[[ Input data open ]]

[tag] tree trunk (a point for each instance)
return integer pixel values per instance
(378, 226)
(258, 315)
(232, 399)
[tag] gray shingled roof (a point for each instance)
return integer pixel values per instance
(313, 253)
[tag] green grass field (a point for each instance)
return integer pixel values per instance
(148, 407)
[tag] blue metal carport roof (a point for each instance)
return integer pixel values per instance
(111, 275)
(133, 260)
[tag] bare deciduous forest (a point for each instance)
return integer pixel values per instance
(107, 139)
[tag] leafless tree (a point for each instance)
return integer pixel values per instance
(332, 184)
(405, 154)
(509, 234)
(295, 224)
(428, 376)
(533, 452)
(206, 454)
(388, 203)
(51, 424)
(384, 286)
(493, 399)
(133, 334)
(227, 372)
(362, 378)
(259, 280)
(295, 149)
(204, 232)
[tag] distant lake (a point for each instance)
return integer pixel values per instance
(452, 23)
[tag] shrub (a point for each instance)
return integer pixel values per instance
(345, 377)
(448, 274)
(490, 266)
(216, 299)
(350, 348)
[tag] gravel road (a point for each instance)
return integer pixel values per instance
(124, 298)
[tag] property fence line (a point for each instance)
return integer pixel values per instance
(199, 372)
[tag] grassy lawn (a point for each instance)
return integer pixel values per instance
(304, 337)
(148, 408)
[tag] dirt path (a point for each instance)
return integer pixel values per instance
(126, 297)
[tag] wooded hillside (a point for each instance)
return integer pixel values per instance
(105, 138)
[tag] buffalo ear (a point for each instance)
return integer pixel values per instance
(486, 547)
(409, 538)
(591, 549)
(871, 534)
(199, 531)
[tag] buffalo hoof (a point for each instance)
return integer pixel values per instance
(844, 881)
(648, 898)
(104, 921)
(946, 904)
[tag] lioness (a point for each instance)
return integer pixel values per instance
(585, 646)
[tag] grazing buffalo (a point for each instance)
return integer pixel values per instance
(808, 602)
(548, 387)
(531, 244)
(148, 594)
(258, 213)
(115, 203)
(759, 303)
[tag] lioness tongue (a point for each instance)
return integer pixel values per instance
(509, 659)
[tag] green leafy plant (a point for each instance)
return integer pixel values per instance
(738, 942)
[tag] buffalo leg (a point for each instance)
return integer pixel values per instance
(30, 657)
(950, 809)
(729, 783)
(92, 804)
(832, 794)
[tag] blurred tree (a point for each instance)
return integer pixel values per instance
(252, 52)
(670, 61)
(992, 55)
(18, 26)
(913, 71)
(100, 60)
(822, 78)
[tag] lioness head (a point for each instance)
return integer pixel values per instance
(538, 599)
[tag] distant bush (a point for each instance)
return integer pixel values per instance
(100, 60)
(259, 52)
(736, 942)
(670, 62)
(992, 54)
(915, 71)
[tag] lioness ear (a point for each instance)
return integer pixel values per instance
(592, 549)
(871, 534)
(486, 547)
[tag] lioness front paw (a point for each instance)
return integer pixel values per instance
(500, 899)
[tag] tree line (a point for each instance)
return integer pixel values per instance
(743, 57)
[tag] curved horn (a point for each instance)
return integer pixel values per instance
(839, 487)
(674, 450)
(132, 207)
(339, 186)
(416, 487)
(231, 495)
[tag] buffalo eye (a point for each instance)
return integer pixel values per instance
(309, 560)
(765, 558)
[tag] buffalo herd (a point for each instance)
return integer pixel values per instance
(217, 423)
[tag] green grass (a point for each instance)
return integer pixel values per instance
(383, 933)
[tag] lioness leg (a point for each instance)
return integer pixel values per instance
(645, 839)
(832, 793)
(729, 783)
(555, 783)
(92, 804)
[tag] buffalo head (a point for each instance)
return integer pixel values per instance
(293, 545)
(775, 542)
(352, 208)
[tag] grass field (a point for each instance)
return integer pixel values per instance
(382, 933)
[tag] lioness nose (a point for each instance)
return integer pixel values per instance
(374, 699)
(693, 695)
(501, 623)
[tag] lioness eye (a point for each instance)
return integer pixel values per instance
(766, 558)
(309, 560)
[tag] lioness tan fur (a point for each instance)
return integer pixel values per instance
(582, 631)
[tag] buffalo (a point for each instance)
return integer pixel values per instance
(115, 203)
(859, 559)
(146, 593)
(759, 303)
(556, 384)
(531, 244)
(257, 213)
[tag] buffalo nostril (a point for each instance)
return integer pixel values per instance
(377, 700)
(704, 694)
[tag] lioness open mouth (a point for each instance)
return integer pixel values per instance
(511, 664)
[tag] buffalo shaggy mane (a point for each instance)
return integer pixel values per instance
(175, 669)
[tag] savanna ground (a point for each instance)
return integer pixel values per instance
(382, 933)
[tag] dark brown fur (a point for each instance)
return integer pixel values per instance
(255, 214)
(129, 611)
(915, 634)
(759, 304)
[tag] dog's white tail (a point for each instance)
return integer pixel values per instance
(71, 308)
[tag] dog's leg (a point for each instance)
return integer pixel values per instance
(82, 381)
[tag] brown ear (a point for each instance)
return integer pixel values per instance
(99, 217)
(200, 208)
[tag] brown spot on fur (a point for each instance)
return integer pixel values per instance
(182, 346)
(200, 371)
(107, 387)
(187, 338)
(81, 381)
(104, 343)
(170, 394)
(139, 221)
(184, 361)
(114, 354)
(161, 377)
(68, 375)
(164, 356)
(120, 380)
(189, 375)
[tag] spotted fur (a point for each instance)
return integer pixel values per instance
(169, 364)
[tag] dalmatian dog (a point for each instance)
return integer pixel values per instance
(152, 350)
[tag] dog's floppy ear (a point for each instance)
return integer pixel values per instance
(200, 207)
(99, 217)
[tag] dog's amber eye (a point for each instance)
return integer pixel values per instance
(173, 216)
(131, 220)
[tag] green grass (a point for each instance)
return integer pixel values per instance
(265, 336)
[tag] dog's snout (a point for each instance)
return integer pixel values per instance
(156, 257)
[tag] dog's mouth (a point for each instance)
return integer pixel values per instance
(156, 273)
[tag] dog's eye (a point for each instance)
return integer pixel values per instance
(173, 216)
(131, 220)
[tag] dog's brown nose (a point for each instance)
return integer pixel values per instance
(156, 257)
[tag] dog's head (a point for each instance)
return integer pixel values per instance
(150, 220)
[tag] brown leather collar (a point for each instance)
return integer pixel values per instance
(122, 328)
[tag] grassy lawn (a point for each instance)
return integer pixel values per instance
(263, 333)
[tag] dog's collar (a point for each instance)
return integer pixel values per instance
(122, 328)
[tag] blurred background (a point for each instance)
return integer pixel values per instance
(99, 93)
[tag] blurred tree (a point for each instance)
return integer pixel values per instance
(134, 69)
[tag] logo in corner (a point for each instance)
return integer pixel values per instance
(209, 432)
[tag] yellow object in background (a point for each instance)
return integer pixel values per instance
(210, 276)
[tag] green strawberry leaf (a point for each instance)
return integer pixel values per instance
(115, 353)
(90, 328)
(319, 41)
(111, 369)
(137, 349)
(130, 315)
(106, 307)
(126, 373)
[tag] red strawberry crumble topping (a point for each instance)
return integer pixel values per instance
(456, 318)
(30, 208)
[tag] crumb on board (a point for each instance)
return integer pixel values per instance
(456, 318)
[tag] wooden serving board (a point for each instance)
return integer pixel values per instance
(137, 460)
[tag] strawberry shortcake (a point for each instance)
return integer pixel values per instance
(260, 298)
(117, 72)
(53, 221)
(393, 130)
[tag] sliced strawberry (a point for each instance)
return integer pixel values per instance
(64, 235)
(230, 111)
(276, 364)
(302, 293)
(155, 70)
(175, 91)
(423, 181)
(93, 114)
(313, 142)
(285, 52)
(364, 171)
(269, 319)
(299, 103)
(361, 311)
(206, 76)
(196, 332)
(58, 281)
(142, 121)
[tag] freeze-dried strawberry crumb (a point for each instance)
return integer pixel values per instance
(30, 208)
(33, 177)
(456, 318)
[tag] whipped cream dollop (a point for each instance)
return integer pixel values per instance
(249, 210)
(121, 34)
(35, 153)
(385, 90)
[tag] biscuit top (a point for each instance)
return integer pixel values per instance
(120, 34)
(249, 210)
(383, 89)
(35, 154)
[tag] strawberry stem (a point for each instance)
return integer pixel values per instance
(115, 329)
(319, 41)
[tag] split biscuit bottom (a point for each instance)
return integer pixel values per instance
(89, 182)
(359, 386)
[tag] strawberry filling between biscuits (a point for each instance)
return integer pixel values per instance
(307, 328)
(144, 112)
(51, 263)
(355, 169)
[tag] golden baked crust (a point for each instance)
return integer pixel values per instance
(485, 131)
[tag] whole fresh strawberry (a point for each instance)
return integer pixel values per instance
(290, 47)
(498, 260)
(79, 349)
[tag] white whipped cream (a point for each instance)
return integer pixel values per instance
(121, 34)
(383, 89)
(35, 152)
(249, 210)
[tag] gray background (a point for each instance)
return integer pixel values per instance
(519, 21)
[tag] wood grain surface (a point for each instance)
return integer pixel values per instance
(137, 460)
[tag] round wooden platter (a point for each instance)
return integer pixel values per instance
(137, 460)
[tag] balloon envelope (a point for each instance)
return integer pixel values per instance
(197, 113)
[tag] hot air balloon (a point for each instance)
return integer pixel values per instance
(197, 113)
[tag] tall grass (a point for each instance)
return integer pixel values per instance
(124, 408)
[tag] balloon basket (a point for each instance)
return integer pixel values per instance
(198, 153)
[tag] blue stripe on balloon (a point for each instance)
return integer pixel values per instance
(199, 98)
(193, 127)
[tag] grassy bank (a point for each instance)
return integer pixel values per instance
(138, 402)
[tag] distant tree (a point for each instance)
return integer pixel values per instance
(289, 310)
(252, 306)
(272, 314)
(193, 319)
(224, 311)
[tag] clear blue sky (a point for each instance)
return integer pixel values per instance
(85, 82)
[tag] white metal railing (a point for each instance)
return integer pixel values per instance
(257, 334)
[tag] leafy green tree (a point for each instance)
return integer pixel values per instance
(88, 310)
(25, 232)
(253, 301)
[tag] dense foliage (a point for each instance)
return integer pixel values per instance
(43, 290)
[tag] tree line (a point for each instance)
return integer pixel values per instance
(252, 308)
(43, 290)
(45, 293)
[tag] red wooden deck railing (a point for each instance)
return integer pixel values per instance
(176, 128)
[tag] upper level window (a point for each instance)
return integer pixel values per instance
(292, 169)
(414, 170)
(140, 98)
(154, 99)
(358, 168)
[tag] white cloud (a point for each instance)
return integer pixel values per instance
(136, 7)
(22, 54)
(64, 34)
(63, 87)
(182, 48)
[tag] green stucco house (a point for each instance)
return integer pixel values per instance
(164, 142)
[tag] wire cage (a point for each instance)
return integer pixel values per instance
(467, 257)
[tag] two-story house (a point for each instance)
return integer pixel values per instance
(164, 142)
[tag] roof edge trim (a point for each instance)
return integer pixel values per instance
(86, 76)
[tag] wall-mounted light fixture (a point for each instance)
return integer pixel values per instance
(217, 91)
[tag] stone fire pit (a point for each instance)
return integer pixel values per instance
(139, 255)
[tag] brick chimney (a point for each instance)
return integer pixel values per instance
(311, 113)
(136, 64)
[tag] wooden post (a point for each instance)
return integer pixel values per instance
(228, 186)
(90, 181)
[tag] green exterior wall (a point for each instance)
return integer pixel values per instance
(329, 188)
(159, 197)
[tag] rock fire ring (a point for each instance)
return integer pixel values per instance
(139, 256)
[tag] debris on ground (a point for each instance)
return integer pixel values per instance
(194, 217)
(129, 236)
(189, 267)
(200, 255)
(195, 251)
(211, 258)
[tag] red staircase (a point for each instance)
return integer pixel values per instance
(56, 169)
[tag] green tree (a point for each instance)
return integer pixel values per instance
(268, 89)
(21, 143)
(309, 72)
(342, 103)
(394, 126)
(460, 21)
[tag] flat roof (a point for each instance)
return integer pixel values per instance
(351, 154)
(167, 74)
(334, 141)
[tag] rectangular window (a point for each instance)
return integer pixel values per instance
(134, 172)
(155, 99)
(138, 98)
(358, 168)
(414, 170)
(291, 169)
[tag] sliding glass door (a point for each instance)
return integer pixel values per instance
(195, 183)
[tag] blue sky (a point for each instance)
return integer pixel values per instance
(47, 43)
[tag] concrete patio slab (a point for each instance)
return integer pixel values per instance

[[ Input data closed ]]

Aim of the task
Start with the first line of the data and print every line exactly. The line containing "[tag] leafless tree" is the last one to include.

Written solution
[tag] tree trunk (a point for each instance)
return integer pixel values per instance
(378, 226)
(258, 315)
(232, 399)
[tag] gray shingled roof (a point for each instance)
return integer pixel values per instance
(313, 253)
[tag] green grass field (a point for each instance)
return integer pixel values per instance
(148, 407)
[tag] blue metal carport roof (a point for each instance)
return integer pixel values per instance
(111, 275)
(133, 260)
[tag] bare deciduous forest (a point for each instance)
return integer pixel values per instance
(107, 139)
[tag] leafless tree (a point for each instance)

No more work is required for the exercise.